### Text extract
------------------------

Putting Bob Diaco‘s defense in a bad position is certainly nothing new. And with what seems like half the Irish defense in sick bay heading into the game — Stephon Tuitt missed the game from illness, Robert Blanton sat out two days this week with the flu, and Harrison Smith spent last night in the infirmary on an IV — the Irish did what they had to do, hold a struggling Eagles offense when the offense couldn’t get on track.


The Irish offense misses Braxston Cave.

True, the Irish are undefeated since Mike Golic stepped in for his good friend Braxston Cave at center. But if you’re looking for proof that the Irish offense misses their stalwart center, take a look at the Irish’s efficiency at the line of scrimmage since Cave left the lineup.

With Cave anchoring the line, the offense went sackless in the passing game throughout October and limited the negative plays, keeping opposing defenses out of the backfield.

Here’s a quick tally of opponents’ tackles-for-loss (with the score in parenthesis) since October 1st:

Purdue (38-10 — W): 4 TFLs — 7.2 YPC
Air Force (59-33 — W): 5 TFLs — 5.7 YPC
USC (17-31 — L): 1 TFL — 4.6 YPC
Navy (56-14 — W): 2 TFL — 5.2 YPC
Wake Forest (24-17 — W): 2 TFLs — 4.6 YPC
Maryland (45-21 — W): 10 TFLs — 4.6 YPC
Boston College (16-14 — W): 4 TFLs — 4.1 YPC

In the games Golic has taken snaps at center, the Irish have had three of their least efficient running games of the year, while allowing 14 tackles in the backfield, including three sacks against Maryland.

More importantly, the Irish consistently lost first down against the Eagles, a crippling offensive dilemma when you add it to bad field position.

------------------------

### Goal 1
Identify every line of the listing that contains the string "house", and copy each one.
The football article and the listing have nothing to do with each other.

------------------------

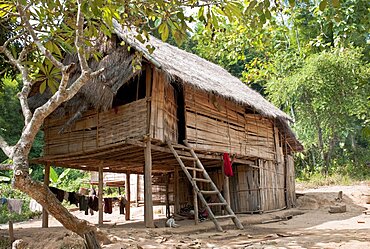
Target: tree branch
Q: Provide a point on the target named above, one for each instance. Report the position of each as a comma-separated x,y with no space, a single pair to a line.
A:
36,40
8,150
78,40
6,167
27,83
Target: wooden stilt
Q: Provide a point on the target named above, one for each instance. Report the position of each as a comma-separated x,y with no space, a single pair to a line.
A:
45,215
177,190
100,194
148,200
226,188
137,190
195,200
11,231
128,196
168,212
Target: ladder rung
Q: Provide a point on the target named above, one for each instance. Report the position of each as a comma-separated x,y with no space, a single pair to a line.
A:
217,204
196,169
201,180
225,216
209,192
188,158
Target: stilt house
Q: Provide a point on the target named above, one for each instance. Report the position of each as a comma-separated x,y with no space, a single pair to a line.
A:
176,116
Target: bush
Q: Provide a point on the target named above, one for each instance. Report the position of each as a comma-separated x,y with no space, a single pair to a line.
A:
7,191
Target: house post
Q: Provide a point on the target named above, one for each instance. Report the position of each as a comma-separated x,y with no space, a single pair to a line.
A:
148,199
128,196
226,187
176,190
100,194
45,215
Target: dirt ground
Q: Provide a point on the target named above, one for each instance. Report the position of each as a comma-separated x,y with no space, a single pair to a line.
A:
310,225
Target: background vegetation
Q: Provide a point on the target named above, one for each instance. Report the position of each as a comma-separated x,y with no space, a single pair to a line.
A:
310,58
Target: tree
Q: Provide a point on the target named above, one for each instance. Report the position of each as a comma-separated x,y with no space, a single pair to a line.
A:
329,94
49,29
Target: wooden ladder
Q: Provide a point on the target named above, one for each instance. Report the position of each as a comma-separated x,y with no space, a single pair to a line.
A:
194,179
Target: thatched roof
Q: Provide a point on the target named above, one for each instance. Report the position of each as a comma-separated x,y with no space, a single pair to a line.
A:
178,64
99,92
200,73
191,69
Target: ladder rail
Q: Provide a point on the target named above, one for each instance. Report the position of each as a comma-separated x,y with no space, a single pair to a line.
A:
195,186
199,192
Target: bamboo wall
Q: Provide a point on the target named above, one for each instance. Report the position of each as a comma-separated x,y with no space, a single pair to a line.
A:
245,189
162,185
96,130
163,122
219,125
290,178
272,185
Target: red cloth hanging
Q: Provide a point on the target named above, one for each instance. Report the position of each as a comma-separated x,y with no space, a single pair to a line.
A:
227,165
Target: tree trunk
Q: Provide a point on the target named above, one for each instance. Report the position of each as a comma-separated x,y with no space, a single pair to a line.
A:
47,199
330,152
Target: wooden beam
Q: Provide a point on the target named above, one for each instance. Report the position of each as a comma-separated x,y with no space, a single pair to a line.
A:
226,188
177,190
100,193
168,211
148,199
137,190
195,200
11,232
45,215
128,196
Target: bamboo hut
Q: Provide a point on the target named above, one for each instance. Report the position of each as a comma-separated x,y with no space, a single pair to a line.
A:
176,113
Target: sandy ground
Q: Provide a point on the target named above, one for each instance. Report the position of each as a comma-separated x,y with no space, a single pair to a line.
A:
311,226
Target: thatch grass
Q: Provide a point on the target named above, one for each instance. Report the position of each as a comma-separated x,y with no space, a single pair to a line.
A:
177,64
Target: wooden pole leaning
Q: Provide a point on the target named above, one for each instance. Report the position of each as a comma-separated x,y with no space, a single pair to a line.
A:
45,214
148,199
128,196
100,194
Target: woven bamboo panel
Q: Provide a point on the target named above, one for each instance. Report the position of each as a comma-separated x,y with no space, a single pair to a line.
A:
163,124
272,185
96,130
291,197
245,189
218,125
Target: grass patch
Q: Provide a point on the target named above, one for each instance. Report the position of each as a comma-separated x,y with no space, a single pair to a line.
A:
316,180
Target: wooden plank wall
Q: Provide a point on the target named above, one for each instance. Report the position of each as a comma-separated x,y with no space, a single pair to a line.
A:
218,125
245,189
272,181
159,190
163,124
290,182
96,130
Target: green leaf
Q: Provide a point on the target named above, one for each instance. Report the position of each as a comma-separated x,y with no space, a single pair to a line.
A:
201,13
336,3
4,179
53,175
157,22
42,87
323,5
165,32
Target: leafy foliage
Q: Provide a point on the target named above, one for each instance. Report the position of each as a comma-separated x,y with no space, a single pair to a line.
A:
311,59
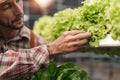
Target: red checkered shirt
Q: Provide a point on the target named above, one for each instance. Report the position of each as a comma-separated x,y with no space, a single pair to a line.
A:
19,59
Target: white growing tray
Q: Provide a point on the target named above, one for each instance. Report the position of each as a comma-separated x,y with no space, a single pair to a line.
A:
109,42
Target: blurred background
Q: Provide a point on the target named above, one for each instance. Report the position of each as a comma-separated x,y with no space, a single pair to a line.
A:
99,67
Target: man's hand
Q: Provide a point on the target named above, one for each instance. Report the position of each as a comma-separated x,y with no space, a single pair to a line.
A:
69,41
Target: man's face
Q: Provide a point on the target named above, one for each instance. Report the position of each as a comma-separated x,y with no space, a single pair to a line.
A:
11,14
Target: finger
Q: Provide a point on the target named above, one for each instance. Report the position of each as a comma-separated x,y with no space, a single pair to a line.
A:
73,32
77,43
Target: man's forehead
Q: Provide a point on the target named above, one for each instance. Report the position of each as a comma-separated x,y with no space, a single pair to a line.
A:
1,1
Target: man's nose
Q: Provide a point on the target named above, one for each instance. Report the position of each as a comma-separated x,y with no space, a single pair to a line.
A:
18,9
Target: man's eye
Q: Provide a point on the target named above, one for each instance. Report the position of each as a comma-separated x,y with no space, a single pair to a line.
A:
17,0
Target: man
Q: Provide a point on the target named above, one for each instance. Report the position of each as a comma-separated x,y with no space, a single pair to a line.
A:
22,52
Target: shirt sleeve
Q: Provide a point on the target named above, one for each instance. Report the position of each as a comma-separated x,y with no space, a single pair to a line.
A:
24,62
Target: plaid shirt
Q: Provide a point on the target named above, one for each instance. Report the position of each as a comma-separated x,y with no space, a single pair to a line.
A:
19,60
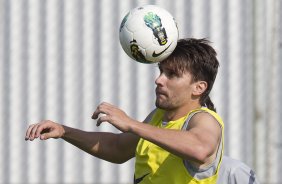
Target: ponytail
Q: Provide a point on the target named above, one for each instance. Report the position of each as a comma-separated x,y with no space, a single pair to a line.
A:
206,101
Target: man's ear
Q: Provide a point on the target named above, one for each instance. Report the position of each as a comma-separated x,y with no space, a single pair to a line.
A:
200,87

------------------------

### Goal 2
Does each statement agree with the football article? Answer yes or no, and quote the words that decide it. (a) Stephon Tuitt missed the game because of illness. (b) With Cave at center, the offense gave up sacks in the passing game during October. (c) Opponents made 4 tackles-for-loss against the Irish in the Maryland game.

### Full solution 1
Target: stilt house
Target: house post

### Full solution 2
(a) Yes: "Stephon Tuitt missed the game from illness"
(b) No: "the offense went sackless in the passing game throughout October"
(c) No: "Maryland (45-21 — W): 10 TFLs"